(Stored items)

--- --- ---

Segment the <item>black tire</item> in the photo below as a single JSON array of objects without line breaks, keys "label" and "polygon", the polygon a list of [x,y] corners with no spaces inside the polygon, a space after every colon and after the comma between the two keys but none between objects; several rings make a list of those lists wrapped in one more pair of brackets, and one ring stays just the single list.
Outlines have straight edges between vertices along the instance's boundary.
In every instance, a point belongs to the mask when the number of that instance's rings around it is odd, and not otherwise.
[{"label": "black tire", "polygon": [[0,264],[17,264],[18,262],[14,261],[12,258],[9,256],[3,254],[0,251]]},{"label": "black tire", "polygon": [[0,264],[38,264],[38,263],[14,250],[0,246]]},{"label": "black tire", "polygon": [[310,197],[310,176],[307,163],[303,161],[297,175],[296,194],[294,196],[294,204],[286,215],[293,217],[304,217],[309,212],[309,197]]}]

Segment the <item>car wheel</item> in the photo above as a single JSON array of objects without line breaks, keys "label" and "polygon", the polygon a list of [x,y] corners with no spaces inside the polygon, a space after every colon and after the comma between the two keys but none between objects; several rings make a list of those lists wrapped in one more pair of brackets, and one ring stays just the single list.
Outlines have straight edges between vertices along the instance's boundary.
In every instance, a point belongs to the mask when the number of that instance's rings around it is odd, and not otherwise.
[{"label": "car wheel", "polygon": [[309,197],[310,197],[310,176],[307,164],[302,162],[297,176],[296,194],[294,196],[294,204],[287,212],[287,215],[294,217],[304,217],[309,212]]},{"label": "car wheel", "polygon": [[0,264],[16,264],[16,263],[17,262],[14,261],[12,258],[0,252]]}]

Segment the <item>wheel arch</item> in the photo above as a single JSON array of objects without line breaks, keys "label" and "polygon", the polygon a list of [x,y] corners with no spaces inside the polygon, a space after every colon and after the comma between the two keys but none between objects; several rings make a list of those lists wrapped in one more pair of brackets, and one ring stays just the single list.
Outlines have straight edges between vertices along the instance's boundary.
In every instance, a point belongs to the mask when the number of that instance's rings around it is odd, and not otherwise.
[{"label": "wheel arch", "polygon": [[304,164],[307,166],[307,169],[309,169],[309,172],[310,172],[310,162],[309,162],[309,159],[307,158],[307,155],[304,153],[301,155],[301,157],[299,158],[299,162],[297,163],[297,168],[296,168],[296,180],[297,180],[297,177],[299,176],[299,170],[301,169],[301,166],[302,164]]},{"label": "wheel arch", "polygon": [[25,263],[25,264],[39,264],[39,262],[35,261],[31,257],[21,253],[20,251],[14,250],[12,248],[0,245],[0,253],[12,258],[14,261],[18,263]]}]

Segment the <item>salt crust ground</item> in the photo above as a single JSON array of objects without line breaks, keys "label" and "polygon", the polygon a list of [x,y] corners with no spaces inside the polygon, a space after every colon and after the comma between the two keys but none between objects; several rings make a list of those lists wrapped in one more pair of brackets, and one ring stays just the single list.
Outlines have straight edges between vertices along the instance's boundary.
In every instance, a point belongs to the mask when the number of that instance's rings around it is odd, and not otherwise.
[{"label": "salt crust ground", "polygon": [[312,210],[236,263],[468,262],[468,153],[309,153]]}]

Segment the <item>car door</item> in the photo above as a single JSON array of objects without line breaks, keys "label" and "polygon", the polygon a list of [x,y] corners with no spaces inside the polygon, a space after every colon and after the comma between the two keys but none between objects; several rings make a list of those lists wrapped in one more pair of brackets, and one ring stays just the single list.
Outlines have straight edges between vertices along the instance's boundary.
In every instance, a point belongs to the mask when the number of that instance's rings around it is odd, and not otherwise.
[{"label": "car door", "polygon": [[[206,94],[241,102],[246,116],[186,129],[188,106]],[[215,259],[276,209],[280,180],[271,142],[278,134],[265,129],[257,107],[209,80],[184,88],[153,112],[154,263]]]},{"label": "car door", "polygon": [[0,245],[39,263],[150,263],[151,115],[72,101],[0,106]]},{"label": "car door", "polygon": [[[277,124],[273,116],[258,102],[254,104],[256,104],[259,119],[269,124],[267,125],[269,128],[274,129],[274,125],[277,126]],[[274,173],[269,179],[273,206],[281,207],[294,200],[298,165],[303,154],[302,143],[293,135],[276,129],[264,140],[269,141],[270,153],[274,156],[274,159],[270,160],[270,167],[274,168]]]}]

--- --- ---

● **AIM OF THE TASK**:
Repeat all the data, every line exactly.

● **YOUR SOLUTION**:
Segment the <item>black tire</item> in the photo below as a single JSON array of objects without line breaks, keys "label" and "polygon", the polygon a list of [x,y] corners with no spaces inside the polygon, a space after every colon and after the comma between the two keys but none between objects; several rings make a list of those lists wrapped in one more pair of brackets, and one ring stays just the single list.
Outlines have straight edges between vertices along the instance's boundary.
In every instance, a point belongs to the mask when the number of that instance's rings around it is odd, and not otherwise.
[{"label": "black tire", "polygon": [[0,264],[17,264],[18,262],[14,261],[12,258],[9,256],[3,254],[0,251]]},{"label": "black tire", "polygon": [[0,264],[38,264],[38,263],[14,250],[0,246]]},{"label": "black tire", "polygon": [[310,197],[310,176],[307,163],[303,161],[297,175],[296,194],[294,196],[294,204],[286,215],[293,217],[304,217],[309,212],[309,197]]}]

Segment the <item>car wheel</item> in the photo above as a single JSON array of objects without line breaks, keys "label" and "polygon", the polygon a list of [x,y] corners with no spaces inside the polygon, a space after every colon and after the comma between the two keys but none between objects; several rings make a list of those lists wrapped in one more pair of brackets, and one ring stays just the single list.
Outlines have straight edges between vertices along the instance's boundary.
In every instance, a point belongs to the mask when the number of that instance's rings around it is odd, and not otherwise.
[{"label": "car wheel", "polygon": [[309,197],[310,197],[310,176],[307,164],[302,162],[297,176],[296,194],[294,196],[294,204],[287,212],[287,215],[294,217],[304,217],[309,212]]},{"label": "car wheel", "polygon": [[0,264],[16,264],[16,263],[17,262],[14,261],[12,258],[0,252]]}]

Segment the <item>wheel arch</item> in the photo above as a single JSON array of objects without line breaks, keys "label" and "polygon", the polygon a list of [x,y] corners with no spaces inside the polygon, a space after every colon and after the comma between the two keys but none between objects; several rings make a list of those lists wrapped in one more pair of brackets, and one ring stays just the single list.
Outlines have straight edges between vertices along the instance's boundary.
In every instance, a point belongs to the mask when the number of that instance's rings around it is odd, and not otherwise.
[{"label": "wheel arch", "polygon": [[304,164],[307,166],[307,169],[309,169],[309,172],[310,172],[310,162],[309,162],[309,159],[307,158],[307,155],[304,153],[301,155],[301,157],[299,158],[299,162],[297,163],[297,168],[296,168],[296,180],[297,180],[297,177],[299,176],[299,170],[301,169],[301,166],[302,164]]},{"label": "wheel arch", "polygon": [[25,263],[25,264],[39,264],[39,262],[35,261],[31,257],[21,253],[20,251],[14,250],[12,248],[0,245],[0,253],[12,258],[14,261],[18,263]]}]

Segment the <item>salt crust ground</item> in the photo above as a single JSON array of objects without line breaks, keys "label" and "polygon", the polygon a list of [x,y] corners with no spaces inside the polygon, a space after every colon and after the comma between the two keys but none between objects; several rings make a list of those lists wrapped in one more pair of brackets, and one ring stays just the single list.
Outlines have straight edges between vertices along the instance's boundary.
In every instance, a point belongs to the mask when the number of that instance's rings around it is odd, and not otherwise.
[{"label": "salt crust ground", "polygon": [[312,210],[236,263],[468,262],[468,153],[309,153]]}]

Segment the <item>car door</item> in the photo above as a single JSON array of objects without line breaks, keys "label" and "polygon", the polygon a list of [x,y] corners with no spaces inside the polygon, a space after every colon and after the comma between the two keys but none between objects; several rings make a list of those lists wrapped in one more pair of brackets, and one ring stays just the single list.
Outlines have straight edges between vertices along the instance's boundary.
In every instance, a point belongs to the mask when the number of that instance's rings around it is odd, and not otherwise.
[{"label": "car door", "polygon": [[[206,94],[241,102],[246,116],[186,129],[188,106]],[[215,259],[276,209],[280,180],[271,142],[278,134],[265,129],[257,107],[209,80],[184,88],[153,112],[154,263]]]},{"label": "car door", "polygon": [[0,245],[39,263],[150,263],[151,115],[72,101],[0,106]]},{"label": "car door", "polygon": [[[277,124],[273,116],[258,102],[254,104],[256,104],[259,119],[269,124],[267,125],[269,128],[274,129],[274,125],[277,126]],[[274,173],[269,179],[273,206],[281,207],[294,200],[298,165],[303,154],[302,143],[293,135],[276,129],[264,140],[269,141],[270,153],[274,156],[274,159],[270,160],[270,167],[274,168]]]}]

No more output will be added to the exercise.